----- TEXT EXTRACT

But Pearlman argues that the mentality that porn doesn’t have to be well-made has actually been responsible for much of the industry’s downfall.
Hockyard agrees, saying that while the Internet has made pornography something we can talk about again, it has also devalued what was once a legitimate genre.
“It’s a double-sided sword, I suppose,” he said. “Like everything that comes in droves, it’s starting to be meaningless, when there was a period in time when it was becoming something substantial.”
With the first decade of the new millennium in its final legs, almost 40 years from its Golden Age, filmmakers are seeing a resurrection in the porn industry, fostering hope that the industry’s lost legitimacy may be returning.
“There is something truly incredible happening here,” Pearlman said. “I don’t want to say that there is any sort of massive shift that has taken place yet, but people are starting to treat [porn] with more respect, both in terms of the viewers and the filmmakers themselves.”
In 2005, “Pirates” became the first adult film to use high-definition digital recording cameras during production, and took its place as the most expensive adult film of all time with a budget of over $1 million. In 2007, “Pirates II” became the first adult film released on Blu-Ray, a new form of digital videodisc.
Indeed, many cite the porn industry’s backing of Blu-Ray as the reason for its win over the HD-DVD format wars in early 2007.
With the current economic crisis affecting everyone from the everyman to the CEOs, porn has remained one of the few stable markets despite early January reports of the industry’s request for a $5 billion bailout. That request, many critics and porn experts say, is more indicative of poor money management on the part of Hustler CEO Larry Flynt and “Girls Gone Wild” creator Joe Francis than it is indicative of the state of the industry as a whole.

----------
----- DATA ROWS

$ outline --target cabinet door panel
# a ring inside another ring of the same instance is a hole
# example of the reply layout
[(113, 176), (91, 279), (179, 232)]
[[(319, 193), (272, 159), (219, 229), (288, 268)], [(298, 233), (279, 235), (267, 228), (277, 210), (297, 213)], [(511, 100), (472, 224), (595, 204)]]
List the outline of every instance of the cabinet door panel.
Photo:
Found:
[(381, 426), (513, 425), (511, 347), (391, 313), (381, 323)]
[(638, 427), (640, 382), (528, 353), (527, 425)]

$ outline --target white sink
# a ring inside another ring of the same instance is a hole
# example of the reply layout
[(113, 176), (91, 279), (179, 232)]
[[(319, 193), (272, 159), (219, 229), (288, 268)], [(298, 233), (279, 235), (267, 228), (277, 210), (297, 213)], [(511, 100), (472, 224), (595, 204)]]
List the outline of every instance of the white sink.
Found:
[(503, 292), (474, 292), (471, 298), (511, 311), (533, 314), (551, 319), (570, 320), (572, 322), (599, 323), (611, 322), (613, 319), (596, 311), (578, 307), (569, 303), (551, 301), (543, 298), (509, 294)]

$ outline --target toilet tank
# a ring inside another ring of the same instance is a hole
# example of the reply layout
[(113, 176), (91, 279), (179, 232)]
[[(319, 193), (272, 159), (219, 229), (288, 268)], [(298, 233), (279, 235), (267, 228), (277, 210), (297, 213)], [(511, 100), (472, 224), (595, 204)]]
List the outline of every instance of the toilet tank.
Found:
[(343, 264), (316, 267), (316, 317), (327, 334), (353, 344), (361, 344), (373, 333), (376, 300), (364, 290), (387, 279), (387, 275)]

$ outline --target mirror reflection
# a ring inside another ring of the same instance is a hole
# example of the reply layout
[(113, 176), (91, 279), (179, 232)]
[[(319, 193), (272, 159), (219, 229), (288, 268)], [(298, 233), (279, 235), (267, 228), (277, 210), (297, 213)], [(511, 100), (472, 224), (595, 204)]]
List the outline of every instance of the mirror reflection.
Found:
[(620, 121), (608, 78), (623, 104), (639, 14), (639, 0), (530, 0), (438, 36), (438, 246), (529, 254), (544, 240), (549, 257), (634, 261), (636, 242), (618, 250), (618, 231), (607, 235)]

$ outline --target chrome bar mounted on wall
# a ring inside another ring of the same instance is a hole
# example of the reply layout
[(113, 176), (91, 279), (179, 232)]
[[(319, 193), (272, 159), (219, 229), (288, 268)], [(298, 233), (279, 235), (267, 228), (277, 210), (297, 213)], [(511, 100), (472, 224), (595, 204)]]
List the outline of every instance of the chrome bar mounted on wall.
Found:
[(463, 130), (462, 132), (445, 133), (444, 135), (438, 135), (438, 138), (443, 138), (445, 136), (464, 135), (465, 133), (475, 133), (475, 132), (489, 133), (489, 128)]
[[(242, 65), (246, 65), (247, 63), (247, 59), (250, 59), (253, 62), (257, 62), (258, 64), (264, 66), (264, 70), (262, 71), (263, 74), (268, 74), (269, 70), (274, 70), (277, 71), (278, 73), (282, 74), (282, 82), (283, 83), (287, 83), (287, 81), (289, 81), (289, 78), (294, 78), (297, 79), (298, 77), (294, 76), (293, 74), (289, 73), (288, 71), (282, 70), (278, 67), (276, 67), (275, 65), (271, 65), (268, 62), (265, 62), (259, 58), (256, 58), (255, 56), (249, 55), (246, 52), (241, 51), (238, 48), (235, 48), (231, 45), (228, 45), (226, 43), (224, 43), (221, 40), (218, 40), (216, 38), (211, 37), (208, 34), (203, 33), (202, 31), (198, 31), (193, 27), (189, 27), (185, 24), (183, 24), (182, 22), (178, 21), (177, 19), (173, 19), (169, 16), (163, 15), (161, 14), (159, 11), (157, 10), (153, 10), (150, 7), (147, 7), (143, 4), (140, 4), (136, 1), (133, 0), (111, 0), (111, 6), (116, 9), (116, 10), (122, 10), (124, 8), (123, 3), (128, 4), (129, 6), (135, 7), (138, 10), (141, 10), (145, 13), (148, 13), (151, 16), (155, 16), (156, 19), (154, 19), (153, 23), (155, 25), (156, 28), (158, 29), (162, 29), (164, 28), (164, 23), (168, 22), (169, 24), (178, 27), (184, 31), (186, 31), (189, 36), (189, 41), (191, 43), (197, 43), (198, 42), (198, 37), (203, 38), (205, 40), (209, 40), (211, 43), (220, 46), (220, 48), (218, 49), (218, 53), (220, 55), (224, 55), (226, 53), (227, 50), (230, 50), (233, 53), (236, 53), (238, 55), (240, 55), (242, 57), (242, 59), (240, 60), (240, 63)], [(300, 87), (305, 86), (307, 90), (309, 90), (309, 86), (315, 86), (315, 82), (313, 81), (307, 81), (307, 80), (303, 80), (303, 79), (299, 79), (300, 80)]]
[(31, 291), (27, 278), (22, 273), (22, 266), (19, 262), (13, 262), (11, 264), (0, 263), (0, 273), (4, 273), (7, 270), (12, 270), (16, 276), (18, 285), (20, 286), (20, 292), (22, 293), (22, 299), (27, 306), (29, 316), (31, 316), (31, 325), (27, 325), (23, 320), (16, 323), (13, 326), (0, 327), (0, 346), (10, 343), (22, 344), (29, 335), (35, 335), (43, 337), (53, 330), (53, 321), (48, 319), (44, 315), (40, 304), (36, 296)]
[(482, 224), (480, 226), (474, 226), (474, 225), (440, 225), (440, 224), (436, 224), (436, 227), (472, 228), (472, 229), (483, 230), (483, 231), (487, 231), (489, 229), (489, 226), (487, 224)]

----------

- GIVEN PROBLEM 1 -
Reproduce the passage of the article on the adult film industry from "With the first" up to and including "of digital videodisc.", renaming "filmmakers" to "directors" wherever it occurs.
- GIVEN PROBLEM 2 -
Indicate whether each statement below agrees with the article on the adult film industry, answering yes or no and quoting the deciding words of the article: (a) "Pirates" was the first adult film released on Blu-Ray. (b) "Pirates" had a budget of over $1 million. (c) Pearlman states that a massive shift in the industry has already taken place.

- COMPLETE RESPONSE 1 -
With the first decade of the new millennium in its final legs, almost 40 years from its Golden Age, directors are seeing a resurrection in the porn industry, fostering hope that the industry’s lost legitimacy may be returning.
“There is something truly incredible happening here,” Pearlman said. “I don’t want to say that there is any sort of massive shift that has taken place yet, but people are starting to treat [porn] with more respect, both in terms of the viewers and the directors themselves.”
In 2005, “Pirates” became the first adult film to use high-definition digital recording cameras during production, and took its place as the most expensive adult film of all time with a budget of over $1 million. In 2007, “Pirates II” became the first adult film released on Blu-Ray, a new form of digital videodisc.

- COMPLETE RESPONSE 2 -
(a) No: "In 2007, “Pirates II” became the first adult film released on Blu-Ray"
(b) Yes: "with a budget of over $1 million"
(c) No: "I don’t want to say that there is any sort of massive shift that has taken place yet"